Verilen alıntı =
....

İstanbul'dan Bodrum'a


Beş günlük İstanbul faslı bitti ve dün akşam 18:50 uçuşu ile Bodrum’a döndük. İstanbul’a yaptığım kısa seyahatler iş amaçlı oluyor. Ama gitmişken özlediğim arkadaşlarla, aile ve akraba fertleriyle de akşamları biraraya gelip bir yerlerde yiyip içmek işin diğer tarafı. Aralık ayından beri İstanbul’a gitmediğimden, bu sefer görmeyi çok istediğim kişi sayısı artmıştı. Onun için de 4 gece/5 günlük bir program oldu. Fuar için Bodrum’dan gelen arkadaşlarla da buluşmak istediğimden İstanbul günleri/geceleri çok yoğun, hızlı ve bir o kadar da yorucu geçti. Buradaki hayatım o kadar sakin ki, İstanbul gerçekten yoruyor. İçindeyken farketmediğim bir çok unsurun yıllar içinde beni nasıl yorduğunu, o ortamdan uzaklaşınca anlıyorum. Ofisim İstiklal Caddesi’nde olduğundan ofise yakın otellerde kalmayı tercih ediyorum. Bu sefer de genellikle yaptığım gibi Pera Tullip’te konakladım. 5 günde hiç değilse 15 kez, farklı saatlerde Asmalımescit’ten geçtim. O kalabalık mı artmış ben mi yalnızlığa alıştım bilmiyorum ama Asmalı dayanılmaz bir hal almış. İlk gün ve akşam canlılığı iyi gelmişti ama sonra kalabalığı “canlılık” gibi sevimli biçimde değil “gürüh” gibi pek de sevimli olmayan biçimde nitelendirmem rahatsız olduğumun kanıtı.

....

Gösterilen malzeme =
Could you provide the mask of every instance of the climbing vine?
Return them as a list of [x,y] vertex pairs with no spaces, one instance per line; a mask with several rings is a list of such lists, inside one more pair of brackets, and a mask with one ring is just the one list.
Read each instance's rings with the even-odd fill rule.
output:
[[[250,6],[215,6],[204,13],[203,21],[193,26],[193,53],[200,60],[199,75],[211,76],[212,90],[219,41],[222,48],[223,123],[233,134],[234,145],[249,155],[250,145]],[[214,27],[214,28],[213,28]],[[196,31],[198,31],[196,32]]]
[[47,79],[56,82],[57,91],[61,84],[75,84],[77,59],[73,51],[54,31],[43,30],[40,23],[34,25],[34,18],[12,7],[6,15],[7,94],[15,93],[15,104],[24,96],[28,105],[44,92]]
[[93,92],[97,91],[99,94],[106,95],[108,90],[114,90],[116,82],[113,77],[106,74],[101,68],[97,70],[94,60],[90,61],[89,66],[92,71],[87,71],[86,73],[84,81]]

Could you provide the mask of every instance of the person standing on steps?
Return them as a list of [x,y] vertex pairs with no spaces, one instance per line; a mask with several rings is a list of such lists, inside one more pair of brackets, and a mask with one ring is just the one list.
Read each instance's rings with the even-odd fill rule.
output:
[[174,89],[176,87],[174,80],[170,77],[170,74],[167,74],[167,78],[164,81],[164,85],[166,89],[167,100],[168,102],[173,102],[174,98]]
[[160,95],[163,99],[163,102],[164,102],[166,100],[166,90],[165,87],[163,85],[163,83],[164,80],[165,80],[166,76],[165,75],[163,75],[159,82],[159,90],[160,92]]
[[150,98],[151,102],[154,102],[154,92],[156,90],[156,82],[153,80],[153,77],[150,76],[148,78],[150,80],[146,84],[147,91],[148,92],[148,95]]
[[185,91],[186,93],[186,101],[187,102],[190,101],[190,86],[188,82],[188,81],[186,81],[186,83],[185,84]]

....

Görev listesi =
- A) İstanbul'dan Bodrum'a yazısında yazar İstanbul'da hangi otelde konakladı?
- B) İstanbul'dan Bodrum'a yazısını son cümlesinden sonra sürdürün.

Alıştırma cevapları =
- A) Pera Tullip'te.

- B)
Ofis penceremden İstiklal'in görünüşü
Bülent Hoca ve Yurdaer Hoca
Cavit ve Yurdaer Hoca


Haluk...
İlk akşam Corvus’taki yemeği yazmıştım. İkinci akşam Asmalı Cavit’teydik. Bence Asmalımescit’in en iyi mezelerinin olduğu meyhane Cavit. Biraz önce cumhurbaşkanına güven mektubunu sunmuş ta rahatlamak için kravatını çıkarıp iki kadeh rakı içiyormuş gibi bir duruşu, ciddiyeti ve ifadesi olan Cavit işini iyi bilen biri. İstanbul’a gelişlerimde uğramaya çabaladığım yerlerden biri de Cavit. O akşam üniversite dönemindeki iki hocam ve o dönemden beri arkadaşım Haluk ile birlikteydik. Her zaman olduğu gibi meyhaneyi ben ve Yurdaer Hoca kapattık. 

Bu seyahatimin iki öğlen yemeğini hem müşterim hem dostlarım olan kişilere ayırmıştım. Yemekleri Richmond Otelin tepesindeki Leb-i Derya’da yedik. Şaheser manzarasıyla İstanbul’da olduğumu hissettiren, mükemmel yemek sunumlarıyla da farklı olan Leb-i Derya her gelişimde bir öğlenimi ayırdığım bir mekan.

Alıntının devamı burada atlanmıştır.